Could you repeat, word for word, every line from the one containing "Where is the banner" through the final line of the records below, and nothing else?

(Items from a dataset)
-- Opening Marker --
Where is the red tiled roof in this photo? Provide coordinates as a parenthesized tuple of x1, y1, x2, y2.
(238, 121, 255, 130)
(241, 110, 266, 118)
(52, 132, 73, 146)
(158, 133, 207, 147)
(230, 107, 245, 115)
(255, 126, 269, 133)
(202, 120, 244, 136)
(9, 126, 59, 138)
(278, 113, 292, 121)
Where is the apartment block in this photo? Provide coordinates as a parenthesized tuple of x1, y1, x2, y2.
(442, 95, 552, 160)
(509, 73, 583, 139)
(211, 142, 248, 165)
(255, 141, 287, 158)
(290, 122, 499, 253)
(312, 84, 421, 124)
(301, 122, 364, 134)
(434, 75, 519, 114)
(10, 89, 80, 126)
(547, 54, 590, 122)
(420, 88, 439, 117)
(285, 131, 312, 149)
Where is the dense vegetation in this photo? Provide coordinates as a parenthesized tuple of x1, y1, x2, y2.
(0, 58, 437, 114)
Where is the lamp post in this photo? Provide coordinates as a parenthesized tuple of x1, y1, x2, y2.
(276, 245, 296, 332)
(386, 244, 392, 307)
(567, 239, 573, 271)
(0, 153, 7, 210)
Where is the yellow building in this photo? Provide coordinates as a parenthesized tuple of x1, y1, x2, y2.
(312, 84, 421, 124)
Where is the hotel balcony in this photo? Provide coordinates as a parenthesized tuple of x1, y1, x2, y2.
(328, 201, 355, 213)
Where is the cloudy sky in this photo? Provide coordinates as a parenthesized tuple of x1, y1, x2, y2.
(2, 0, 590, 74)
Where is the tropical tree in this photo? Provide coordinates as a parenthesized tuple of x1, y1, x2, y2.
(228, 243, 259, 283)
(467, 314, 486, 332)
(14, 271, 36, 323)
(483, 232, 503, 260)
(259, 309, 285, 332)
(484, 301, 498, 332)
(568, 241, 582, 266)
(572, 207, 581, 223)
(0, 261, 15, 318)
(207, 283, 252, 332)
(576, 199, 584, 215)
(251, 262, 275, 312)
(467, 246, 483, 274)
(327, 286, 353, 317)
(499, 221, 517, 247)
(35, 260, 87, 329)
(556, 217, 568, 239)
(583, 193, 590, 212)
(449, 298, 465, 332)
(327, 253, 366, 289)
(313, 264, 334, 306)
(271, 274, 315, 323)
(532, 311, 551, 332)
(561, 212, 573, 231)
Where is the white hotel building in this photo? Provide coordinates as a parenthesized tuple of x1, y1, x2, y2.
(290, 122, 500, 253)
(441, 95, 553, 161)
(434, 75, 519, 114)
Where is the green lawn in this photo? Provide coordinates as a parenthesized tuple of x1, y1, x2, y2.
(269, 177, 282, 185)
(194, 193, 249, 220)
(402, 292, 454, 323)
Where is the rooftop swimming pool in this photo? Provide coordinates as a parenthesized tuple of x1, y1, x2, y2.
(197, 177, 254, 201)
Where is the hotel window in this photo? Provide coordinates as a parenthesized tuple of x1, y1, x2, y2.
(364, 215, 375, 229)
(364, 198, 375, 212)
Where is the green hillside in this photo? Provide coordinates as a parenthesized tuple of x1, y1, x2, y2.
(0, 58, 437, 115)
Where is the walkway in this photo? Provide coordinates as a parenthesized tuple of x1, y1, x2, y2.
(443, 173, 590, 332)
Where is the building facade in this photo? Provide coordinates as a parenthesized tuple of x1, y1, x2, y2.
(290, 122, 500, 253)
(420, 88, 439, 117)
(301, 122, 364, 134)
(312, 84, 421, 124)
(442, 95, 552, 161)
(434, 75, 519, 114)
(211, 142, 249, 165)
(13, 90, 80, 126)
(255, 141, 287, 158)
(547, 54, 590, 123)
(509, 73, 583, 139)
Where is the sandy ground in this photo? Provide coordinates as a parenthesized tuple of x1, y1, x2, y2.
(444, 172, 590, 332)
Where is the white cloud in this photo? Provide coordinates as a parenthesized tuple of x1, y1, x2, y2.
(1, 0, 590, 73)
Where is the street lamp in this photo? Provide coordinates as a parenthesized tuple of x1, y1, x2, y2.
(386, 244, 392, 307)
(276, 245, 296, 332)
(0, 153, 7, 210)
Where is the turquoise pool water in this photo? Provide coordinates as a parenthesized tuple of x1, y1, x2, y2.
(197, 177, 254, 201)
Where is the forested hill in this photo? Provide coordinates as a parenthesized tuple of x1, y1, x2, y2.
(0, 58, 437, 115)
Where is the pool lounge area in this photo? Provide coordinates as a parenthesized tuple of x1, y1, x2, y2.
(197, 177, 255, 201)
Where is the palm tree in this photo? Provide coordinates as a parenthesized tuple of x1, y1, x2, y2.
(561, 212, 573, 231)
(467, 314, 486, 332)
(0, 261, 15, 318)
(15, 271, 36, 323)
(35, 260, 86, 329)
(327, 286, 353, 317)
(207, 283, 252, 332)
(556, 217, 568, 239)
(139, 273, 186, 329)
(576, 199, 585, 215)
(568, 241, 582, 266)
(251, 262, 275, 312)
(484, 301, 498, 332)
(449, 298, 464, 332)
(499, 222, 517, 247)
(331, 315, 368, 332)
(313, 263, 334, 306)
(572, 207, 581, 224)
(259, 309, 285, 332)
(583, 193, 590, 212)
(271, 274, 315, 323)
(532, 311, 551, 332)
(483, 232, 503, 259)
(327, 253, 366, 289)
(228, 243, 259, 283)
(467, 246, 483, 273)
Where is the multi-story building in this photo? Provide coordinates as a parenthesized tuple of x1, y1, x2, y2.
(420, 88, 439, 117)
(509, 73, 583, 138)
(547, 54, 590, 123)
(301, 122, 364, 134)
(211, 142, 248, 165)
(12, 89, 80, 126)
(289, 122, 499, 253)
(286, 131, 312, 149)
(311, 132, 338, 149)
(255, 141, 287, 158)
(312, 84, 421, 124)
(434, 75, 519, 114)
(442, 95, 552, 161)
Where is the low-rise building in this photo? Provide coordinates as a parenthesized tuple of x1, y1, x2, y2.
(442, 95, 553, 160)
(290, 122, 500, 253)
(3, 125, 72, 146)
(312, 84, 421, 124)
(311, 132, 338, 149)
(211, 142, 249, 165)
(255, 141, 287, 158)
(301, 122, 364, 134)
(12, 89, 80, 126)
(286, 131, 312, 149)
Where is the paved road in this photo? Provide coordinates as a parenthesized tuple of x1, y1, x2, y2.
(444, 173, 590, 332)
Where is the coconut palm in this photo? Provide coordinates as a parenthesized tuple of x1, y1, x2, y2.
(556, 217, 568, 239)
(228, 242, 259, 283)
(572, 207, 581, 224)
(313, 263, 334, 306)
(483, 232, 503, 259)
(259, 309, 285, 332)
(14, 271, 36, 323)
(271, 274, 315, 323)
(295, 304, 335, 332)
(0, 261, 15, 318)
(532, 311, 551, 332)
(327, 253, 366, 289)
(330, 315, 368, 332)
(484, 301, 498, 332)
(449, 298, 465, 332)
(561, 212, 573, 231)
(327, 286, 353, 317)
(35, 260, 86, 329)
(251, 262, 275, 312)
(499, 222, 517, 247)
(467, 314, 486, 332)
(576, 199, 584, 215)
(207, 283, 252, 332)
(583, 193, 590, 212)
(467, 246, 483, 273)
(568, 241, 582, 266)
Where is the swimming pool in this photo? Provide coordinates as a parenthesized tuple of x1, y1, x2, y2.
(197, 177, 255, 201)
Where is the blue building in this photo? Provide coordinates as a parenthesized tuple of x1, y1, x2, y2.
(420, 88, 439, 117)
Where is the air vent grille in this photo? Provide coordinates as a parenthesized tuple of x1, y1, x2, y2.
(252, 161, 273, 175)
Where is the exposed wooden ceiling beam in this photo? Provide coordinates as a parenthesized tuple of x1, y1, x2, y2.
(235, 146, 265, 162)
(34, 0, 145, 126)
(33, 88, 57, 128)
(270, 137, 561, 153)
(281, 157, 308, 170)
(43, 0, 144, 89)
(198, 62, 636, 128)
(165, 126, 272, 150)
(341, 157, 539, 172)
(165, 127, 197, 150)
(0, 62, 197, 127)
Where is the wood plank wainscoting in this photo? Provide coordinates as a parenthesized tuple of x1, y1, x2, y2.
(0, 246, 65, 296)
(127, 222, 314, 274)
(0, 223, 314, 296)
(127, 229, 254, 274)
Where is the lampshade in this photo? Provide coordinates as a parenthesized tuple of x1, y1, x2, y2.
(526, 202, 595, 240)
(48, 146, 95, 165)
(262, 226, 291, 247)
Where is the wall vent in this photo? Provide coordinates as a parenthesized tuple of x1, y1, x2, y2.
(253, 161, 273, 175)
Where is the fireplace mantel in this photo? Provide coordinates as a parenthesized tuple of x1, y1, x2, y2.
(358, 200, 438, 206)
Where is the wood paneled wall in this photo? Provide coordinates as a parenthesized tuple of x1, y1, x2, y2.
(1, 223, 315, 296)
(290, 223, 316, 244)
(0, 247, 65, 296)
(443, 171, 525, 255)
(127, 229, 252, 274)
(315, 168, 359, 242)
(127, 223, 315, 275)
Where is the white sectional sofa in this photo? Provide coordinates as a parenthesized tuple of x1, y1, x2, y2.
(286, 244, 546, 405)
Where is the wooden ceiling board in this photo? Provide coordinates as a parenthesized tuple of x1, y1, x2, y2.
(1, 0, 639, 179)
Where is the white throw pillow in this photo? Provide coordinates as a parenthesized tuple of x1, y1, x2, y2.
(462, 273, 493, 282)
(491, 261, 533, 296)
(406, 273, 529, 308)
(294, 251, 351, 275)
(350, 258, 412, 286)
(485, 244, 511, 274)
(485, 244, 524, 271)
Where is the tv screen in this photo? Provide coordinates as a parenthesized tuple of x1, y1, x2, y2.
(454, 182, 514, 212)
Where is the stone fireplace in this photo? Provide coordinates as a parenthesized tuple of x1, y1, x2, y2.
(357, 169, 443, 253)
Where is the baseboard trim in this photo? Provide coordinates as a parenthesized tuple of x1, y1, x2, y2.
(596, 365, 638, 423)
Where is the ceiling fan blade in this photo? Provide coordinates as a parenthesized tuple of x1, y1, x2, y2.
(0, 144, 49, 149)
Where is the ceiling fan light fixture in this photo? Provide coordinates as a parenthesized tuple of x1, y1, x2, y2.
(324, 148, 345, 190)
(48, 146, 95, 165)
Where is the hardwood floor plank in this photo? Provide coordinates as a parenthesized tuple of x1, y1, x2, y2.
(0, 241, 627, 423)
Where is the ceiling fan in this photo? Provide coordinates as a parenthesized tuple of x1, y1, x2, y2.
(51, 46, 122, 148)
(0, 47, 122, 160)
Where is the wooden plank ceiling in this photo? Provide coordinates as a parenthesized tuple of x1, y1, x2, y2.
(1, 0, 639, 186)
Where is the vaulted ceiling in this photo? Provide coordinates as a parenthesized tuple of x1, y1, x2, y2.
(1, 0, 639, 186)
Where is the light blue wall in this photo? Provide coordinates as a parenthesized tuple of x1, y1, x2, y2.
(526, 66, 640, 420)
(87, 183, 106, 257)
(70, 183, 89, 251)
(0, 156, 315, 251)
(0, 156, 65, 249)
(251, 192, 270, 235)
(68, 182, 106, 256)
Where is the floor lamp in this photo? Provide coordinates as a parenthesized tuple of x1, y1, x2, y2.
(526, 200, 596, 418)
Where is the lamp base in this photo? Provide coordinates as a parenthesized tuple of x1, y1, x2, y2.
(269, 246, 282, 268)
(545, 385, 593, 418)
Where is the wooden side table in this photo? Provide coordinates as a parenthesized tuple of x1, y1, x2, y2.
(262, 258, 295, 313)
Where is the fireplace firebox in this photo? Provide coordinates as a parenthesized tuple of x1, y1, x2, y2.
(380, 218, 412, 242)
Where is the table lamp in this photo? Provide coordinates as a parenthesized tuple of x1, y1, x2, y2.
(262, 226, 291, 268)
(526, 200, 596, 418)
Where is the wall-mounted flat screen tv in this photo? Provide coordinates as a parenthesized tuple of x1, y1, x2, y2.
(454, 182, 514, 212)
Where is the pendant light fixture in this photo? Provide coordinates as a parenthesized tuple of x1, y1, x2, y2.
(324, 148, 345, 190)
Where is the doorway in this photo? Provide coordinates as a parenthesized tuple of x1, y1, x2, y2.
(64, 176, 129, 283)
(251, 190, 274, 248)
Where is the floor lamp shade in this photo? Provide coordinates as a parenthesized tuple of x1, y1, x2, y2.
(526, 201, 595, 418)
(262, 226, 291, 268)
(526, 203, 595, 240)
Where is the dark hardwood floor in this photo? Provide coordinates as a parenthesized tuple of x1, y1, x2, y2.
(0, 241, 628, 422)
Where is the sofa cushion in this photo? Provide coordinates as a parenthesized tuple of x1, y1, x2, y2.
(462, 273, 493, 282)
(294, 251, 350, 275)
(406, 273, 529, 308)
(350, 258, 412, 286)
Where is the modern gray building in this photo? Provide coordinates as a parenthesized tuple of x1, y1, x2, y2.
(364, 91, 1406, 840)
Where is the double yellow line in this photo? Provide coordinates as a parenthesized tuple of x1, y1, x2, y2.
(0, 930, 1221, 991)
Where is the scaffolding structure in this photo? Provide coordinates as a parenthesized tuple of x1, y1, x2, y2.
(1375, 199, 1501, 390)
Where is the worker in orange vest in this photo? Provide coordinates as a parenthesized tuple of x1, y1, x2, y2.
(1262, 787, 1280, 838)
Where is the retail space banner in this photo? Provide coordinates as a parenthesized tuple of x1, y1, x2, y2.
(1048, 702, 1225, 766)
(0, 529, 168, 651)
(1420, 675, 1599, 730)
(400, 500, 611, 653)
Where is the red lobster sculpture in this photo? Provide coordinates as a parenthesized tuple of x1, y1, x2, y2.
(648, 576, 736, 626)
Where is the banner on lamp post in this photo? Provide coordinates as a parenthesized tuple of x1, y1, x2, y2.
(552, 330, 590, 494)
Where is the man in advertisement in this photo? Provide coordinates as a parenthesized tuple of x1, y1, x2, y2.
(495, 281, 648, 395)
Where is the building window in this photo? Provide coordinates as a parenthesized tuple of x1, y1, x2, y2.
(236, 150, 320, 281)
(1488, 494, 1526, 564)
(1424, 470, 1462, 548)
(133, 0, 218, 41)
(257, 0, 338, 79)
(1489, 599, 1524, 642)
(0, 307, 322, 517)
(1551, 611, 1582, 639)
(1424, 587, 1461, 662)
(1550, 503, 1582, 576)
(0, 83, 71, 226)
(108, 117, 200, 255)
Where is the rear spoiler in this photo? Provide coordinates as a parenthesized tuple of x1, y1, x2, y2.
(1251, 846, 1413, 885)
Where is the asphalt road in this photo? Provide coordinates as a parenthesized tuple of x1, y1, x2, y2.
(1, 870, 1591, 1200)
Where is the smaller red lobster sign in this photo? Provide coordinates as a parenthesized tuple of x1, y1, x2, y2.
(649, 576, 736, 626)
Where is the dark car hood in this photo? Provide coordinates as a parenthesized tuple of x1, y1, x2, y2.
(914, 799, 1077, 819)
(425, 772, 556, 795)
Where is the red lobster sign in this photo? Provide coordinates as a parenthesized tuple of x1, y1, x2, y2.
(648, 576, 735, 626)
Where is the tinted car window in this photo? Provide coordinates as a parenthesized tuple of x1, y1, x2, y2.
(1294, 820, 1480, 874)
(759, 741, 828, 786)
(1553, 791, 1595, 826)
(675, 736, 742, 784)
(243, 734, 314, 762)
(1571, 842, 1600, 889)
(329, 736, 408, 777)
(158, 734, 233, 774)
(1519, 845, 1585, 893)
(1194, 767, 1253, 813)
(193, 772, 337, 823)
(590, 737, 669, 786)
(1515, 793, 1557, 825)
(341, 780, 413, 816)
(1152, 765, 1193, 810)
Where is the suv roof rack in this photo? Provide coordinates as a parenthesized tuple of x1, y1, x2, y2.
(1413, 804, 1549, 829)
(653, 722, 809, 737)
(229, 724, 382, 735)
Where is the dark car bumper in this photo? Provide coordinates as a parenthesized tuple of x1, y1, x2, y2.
-- Closing Marker --
Task result:
Where is the banner on lamp post in this photo? Provide coordinates as a parenthesized tuple of x1, y1, x2, y2.
(552, 330, 590, 494)
Where is the man in advertisement in this photo? Provide coordinates as a parenthesized tuple of x1, y1, x2, y2.
(495, 281, 648, 395)
Where is the building window in this photo? Provide coordinates as a parenthesized tuple of x1, y1, x2, y2.
(236, 150, 320, 281)
(1488, 494, 1526, 564)
(1424, 470, 1462, 548)
(133, 0, 218, 41)
(257, 0, 338, 79)
(1489, 599, 1524, 642)
(0, 307, 322, 517)
(1551, 611, 1582, 639)
(1424, 587, 1461, 662)
(1550, 503, 1582, 576)
(0, 83, 71, 226)
(108, 117, 200, 255)
Where is the rear spoiler in this photo? Provide coordinates as a parenthesized tuple of x1, y1, x2, y2.
(1251, 846, 1413, 885)
Where is the asphalt road in this photo? Provide coordinates as a parenthesized tuple of x1, y1, x2, y2.
(1, 870, 1591, 1200)
Where is the smaller red lobster sign in this photo? Provide coordinates as a parenthesized tuple of x1, y1, x2, y2.
(649, 576, 736, 626)
Where is the dark car hood in this photo? Provide coordinates as a parenthesized tuple of x1, y1, x2, y2.
(914, 799, 1077, 819)
(425, 772, 556, 795)
Where is the red lobster sign in this photo? Provide coordinates as a parenthesized tuple of x1, y1, x2, y2.
(648, 576, 735, 626)
Where is the tinted car window in this photo? Provide coordinates as a parenthesized tuple of x1, y1, x2, y2.
(1294, 820, 1480, 874)
(759, 741, 828, 786)
(1553, 791, 1595, 826)
(675, 736, 742, 784)
(243, 734, 314, 762)
(1571, 842, 1600, 889)
(329, 736, 408, 777)
(158, 734, 233, 774)
(1519, 845, 1585, 893)
(1194, 767, 1253, 813)
(193, 772, 337, 823)
(590, 737, 669, 786)
(1515, 793, 1557, 825)
(341, 780, 413, 816)
(1152, 765, 1193, 810)
Where is the suv roof rack in this photo? Provide coordinates as a parenthesized tuple of x1, y1, x2, y2.
(1413, 804, 1549, 829)
(653, 722, 809, 737)
(229, 724, 382, 735)
Where is the dark car bumper in this photo? Provide coordinates as a parenthesized tuple of x1, y1, x2, y2.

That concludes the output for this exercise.